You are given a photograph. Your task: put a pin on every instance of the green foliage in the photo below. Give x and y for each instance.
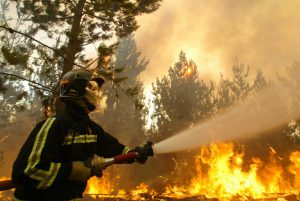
(181, 99)
(239, 88)
(16, 56)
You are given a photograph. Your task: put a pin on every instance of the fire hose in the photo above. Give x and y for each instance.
(119, 159)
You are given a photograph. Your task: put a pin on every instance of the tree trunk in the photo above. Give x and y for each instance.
(74, 44)
(72, 49)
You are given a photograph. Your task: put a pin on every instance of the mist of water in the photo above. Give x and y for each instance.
(271, 107)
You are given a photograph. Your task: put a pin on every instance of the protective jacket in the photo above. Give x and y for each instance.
(43, 165)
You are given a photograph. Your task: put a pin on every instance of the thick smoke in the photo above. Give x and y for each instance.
(272, 107)
(262, 34)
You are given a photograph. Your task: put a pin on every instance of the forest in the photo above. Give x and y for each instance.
(43, 40)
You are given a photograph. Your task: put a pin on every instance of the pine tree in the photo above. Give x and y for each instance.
(123, 115)
(68, 29)
(181, 99)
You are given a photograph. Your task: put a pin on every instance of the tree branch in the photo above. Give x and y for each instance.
(10, 30)
(30, 81)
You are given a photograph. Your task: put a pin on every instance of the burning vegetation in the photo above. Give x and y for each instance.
(219, 172)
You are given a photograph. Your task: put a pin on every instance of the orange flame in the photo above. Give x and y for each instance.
(5, 195)
(187, 70)
(220, 173)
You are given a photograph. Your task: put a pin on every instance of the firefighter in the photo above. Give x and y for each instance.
(63, 151)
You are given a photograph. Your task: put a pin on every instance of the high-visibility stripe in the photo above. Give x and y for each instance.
(49, 180)
(80, 139)
(45, 176)
(126, 150)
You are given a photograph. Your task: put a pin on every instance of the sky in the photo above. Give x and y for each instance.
(216, 33)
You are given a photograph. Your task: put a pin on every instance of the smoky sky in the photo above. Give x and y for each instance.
(215, 33)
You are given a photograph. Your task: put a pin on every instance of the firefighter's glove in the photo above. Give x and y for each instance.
(98, 165)
(79, 172)
(143, 152)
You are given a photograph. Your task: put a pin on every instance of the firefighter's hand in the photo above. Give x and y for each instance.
(144, 152)
(79, 172)
(98, 165)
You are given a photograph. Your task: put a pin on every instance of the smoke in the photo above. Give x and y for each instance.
(262, 34)
(273, 106)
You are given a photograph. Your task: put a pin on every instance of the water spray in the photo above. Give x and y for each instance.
(271, 107)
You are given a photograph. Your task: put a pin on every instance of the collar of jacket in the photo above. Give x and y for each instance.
(76, 111)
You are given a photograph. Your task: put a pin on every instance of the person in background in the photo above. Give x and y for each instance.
(64, 151)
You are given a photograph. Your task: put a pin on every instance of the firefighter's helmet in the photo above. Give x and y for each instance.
(73, 84)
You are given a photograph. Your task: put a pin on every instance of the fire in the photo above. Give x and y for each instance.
(98, 187)
(5, 195)
(221, 172)
(187, 70)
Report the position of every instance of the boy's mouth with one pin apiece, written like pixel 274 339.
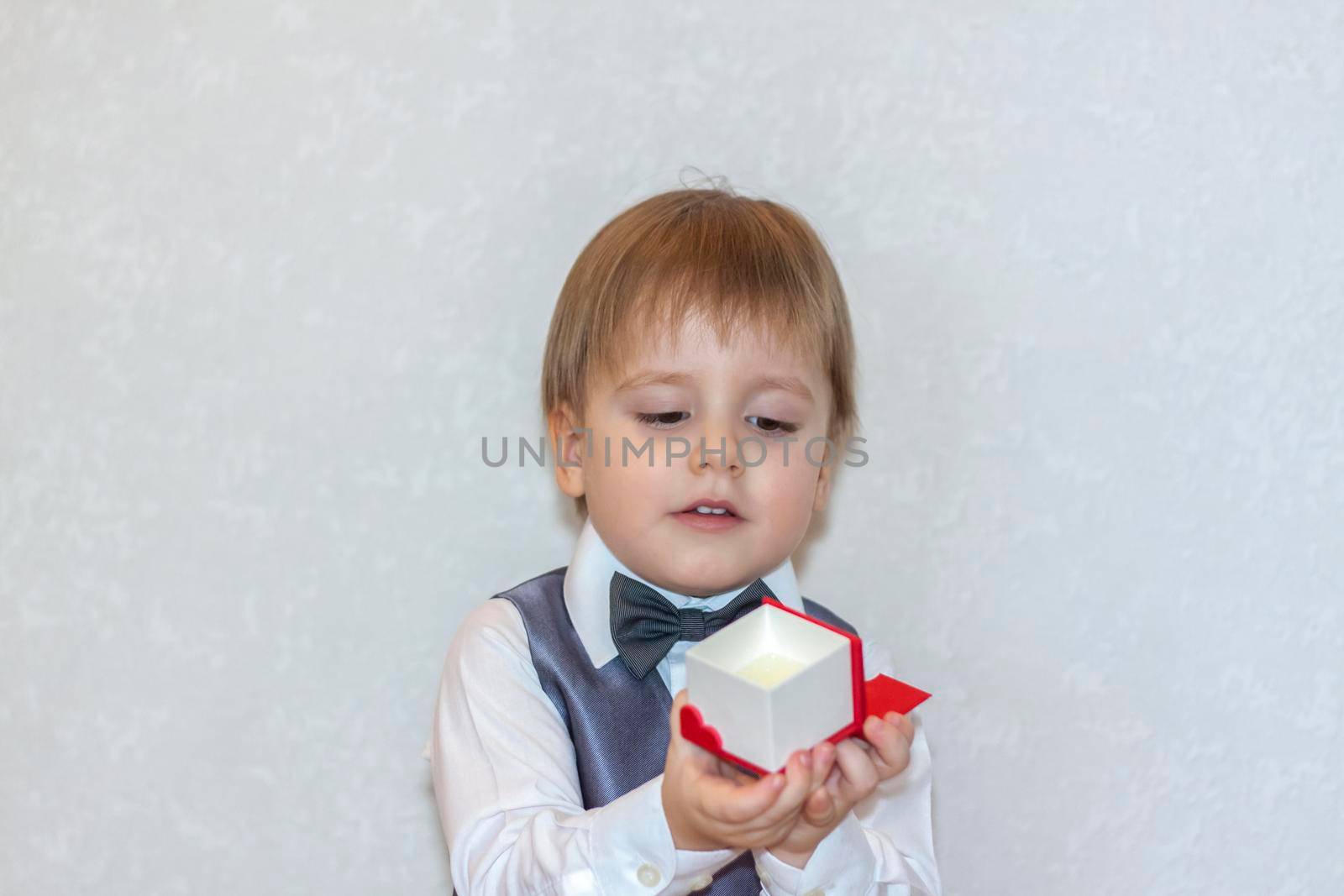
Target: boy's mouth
pixel 710 515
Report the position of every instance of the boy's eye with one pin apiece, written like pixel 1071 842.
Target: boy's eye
pixel 665 418
pixel 770 425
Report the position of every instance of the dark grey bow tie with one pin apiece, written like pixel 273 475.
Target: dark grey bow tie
pixel 645 625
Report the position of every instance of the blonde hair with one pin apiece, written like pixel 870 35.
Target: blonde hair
pixel 734 261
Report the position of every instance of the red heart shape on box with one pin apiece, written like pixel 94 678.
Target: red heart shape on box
pixel 698 732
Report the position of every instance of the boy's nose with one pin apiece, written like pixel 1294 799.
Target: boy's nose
pixel 717 452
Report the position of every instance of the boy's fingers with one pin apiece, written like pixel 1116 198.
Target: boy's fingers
pixel 797 783
pixel 737 804
pixel 819 808
pixel 823 761
pixel 858 773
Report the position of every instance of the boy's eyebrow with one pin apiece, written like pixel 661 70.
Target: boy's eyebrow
pixel 654 379
pixel 786 383
pixel 672 378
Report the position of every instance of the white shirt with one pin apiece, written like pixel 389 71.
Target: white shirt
pixel 507 788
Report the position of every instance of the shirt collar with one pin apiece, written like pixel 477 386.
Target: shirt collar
pixel 588 584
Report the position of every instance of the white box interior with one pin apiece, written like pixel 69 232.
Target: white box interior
pixel 765 723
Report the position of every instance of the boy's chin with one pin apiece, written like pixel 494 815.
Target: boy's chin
pixel 699 582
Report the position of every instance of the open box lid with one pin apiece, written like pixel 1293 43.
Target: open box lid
pixel 875 696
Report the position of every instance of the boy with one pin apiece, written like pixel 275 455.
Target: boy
pixel 698 338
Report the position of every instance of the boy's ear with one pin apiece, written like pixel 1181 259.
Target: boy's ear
pixel 569 443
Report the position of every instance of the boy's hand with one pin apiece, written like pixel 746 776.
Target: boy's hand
pixel 859 766
pixel 711 804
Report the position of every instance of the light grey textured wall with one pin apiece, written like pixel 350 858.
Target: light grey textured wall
pixel 269 273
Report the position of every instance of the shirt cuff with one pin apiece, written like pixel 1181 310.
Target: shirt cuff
pixel 633 851
pixel 843 862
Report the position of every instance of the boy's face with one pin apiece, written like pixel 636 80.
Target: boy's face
pixel 647 513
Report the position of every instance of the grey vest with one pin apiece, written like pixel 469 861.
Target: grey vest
pixel 618 723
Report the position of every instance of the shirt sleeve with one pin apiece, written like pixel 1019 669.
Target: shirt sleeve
pixel 885 846
pixel 507 789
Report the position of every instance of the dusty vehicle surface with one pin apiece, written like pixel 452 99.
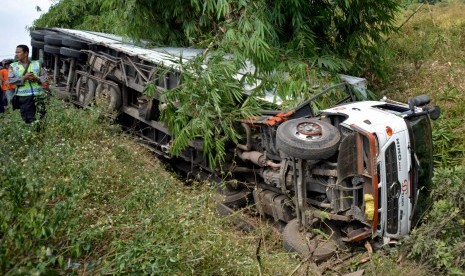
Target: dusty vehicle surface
pixel 343 174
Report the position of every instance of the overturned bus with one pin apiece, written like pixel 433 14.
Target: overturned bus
pixel 353 171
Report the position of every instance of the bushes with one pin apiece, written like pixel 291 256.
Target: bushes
pixel 79 197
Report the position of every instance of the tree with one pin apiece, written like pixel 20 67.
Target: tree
pixel 294 46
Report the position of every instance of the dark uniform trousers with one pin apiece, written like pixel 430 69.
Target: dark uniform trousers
pixel 30 105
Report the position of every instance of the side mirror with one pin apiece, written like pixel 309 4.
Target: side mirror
pixel 434 112
pixel 418 101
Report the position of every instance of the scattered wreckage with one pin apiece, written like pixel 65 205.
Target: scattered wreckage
pixel 345 174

▶ **WHAT THE TASK REQUIRES**
A word-for-word transcription of the entries above, free of images, is what is wanted.

▶ **ANSWER TO THE PROBLEM**
You are given a photograph. Your task: put a pin on every instance of the green foliage in the photo below. Give x and y for each instance.
(181, 99)
(239, 88)
(16, 56)
You are given a photograph. Your task: put a pin on every instance of the fire hose in the photo above. Give x and y for each instance.
(119, 159)
You are given a photograph. Your task: put a pin on every instance of the tree trunk in the photo above. Give x and y for each instance.
(74, 44)
(72, 49)
You are given a photograph. Your task: put a pin on every instance of the mist of water in the photo above. Give x and y for each instance.
(271, 107)
You are given a photograph. Your task: put a pin on every instance of the protective jacket in the photo above. Give x and y for each instance.
(43, 165)
You are given a photograph. Your task: put a pin on every instance of the thick smoke in the photo above. Give x and y for each instance.
(272, 107)
(262, 34)
You are given a photograph. Your task: put a pin on every instance of the forest in the photo above. Give x and y for each instance.
(43, 40)
You are given a photograph. Your task: put a pin on every instance of the pine tree in the photo above. Give x and y for each instance.
(123, 115)
(68, 29)
(181, 99)
You are given a photograph. Your task: put a pin on every instance of the tree branch in the photo above. Give x and y for each instance.
(10, 30)
(30, 81)
You are given a photograph. Your task: put a pin on every instance of the burning vegetation in the photo above. Give x and y for each instance.
(219, 172)
You are given a photograph. Your task: put a pin on every instance of the orange flame in the photo above. Give x and y for each instance.
(5, 195)
(187, 70)
(220, 173)
You are given a photograph. Your task: put a pin on every instance of the firefighter in the photo above. Give x and y for each instance.
(63, 151)
You are given a photograph. Your task: put a pin on every instance of the high-visibility stripe in the photo above. Give x and y for each instance.
(49, 180)
(80, 139)
(45, 176)
(126, 150)
You are given a photograph. Your task: put a pin on every instance of the sky in the photo above. Give x and y for each instance.
(216, 33)
You are given a photograph. Your task: put a pin on every instance of the smoky sky in the photo above. Give x and y for each instance.
(215, 33)
You are given a photograph. Your task: put a pin on every instance of the firefighter's glove in the photo above. Give x and y for each instance.
(98, 165)
(79, 172)
(143, 152)
You are given a photograph. Your task: put a pin on every instance of the firefighter's hand in the photo above. Give x and y for each instance.
(144, 152)
(79, 172)
(98, 165)
You are given a photograph. Your task: put a pin on every instance of the smoke in the photo above. Give x and y for each instance.
(262, 34)
(273, 106)
You are given a photograph. Your task: put a pin on every instance of the water spray in the photo above. Give x and y for each instance.
(271, 107)
You are given a photograph. Your task: put a pin on every instance of the collar of jacket in the photo above. Give x and y for each instance.
(76, 111)
You are given a photograph. Your task: put a pin on every instance of the person in background in the photo above. Give x and y for each instance.
(64, 151)
You are given a photograph. Your task: put a pin on every instance of the firefighter's helmet in the photo above. Give x and y for each instance.
(73, 84)
You are given a photograph. Your task: put a pin on every instance of the fire in the photo above. Give x and y for each instance.
(98, 187)
(5, 195)
(221, 172)
(187, 70)
Report the position of every instance of the boy's mouth with one pin apiece, written like pixel 274 339.
Target: boy's mouth
pixel 710 515
Report the position of every instance of the boy's eye with one pin apiece, written like pixel 1071 842.
Target: boy's eye
pixel 665 418
pixel 770 425
Report the position of every instance of the dark grey bow tie with one pin apiece, written like pixel 273 475.
Target: dark grey bow tie
pixel 645 625
Report the position of every instance of the blonde hair with one pin apiece, written like pixel 870 35.
Target: blonde hair
pixel 734 261
Report the position of every instance of the red heart shape on box with one pin apiece, written like pixel 94 678.
Target: red heart shape on box
pixel 698 732
Report the position of every instance of the boy's nose with one pin apiece, written like pixel 1294 799.
Target: boy's nose
pixel 717 452
Report the position of every instance of the boy's fingers with one pin apiece, written like pixel 1116 198.
Target: boy's fingers
pixel 797 783
pixel 737 804
pixel 819 808
pixel 823 761
pixel 858 773
Report the position of every instance of the boy's eyebrow with one pin apiece, written like pixel 661 70.
Target: boy's eyebrow
pixel 654 379
pixel 786 383
pixel 672 378
Report the position of every instance of the white shirt with one pin apiece, written like pixel 389 71.
Target: white shirt
pixel 507 788
Report the position of every instance of the shirt collar with one pin apiece, written like pixel 477 386.
Target: shirt collar
pixel 588 584
Report the position of every instance of the white box interior with one pin apiece, written like pixel 69 232.
Target: white box interior
pixel 765 723
Report the position of every instance of the boy's chin with one pin apiece, written like pixel 494 815.
Target: boy's chin
pixel 699 582
Report the position of every instance of the open box lid with one pin apiece, written like pixel 1293 43.
Target: open box lid
pixel 875 696
Report the position of every instance of the boy with one pin apiece, written like pixel 275 455.
Target: boy
pixel 698 338
Report the position of every instance of the boy's ear with one pin apiece, written like pixel 1181 259.
Target: boy's ear
pixel 569 443
Report the position of every instance of the boy's hand with one pin apiece, written like pixel 746 776.
Target: boy's hand
pixel 859 766
pixel 711 804
Report the position of every instance of the light grey textured wall with one pin apiece, written like pixel 350 858.
Target: light grey textured wall
pixel 269 273
Report the position of every instance of the shirt cuff with one pin apiece, written like pixel 1181 310.
Target: shirt cuff
pixel 633 851
pixel 843 862
Report the position of every instance of the boy's face with one pin apiece, written like pixel 636 80.
Target: boy's face
pixel 647 513
Report the position of every instance of the grey vest with one pin apiece, written like pixel 469 861.
Target: grey vest
pixel 618 723
Report the position of every instance of the shirt sleeve with one pin apiece, written like pixel 1019 669.
Target: shirt sleeve
pixel 885 846
pixel 507 789
Report the position of every instance of the dusty vehicle surface with one pin apiece, written like pixel 452 99.
Target: dusty vehicle surface
pixel 343 174
Report the position of every instance of the overturned bus with one pin apiece, written like pixel 433 14.
Target: overturned bus
pixel 353 171
Report the position of every instance of the bushes with one pin apiece, written like pixel 291 256.
Target: bushes
pixel 79 197
Report the position of every instance of the tree with one pin apiece, written like pixel 20 67.
Target: tree
pixel 294 46
Report the position of every instance of the dark uniform trousers with one pin apiece, written like pixel 430 69.
Target: dark uniform trousers
pixel 30 105
Report the position of every instance of the side mirror with one pin apiece, written like pixel 309 4.
Target: side mirror
pixel 434 112
pixel 418 101
Report the position of every instance of the scattered wreckage with one pin apiece, written like pixel 65 205.
Target: scattered wreckage
pixel 345 174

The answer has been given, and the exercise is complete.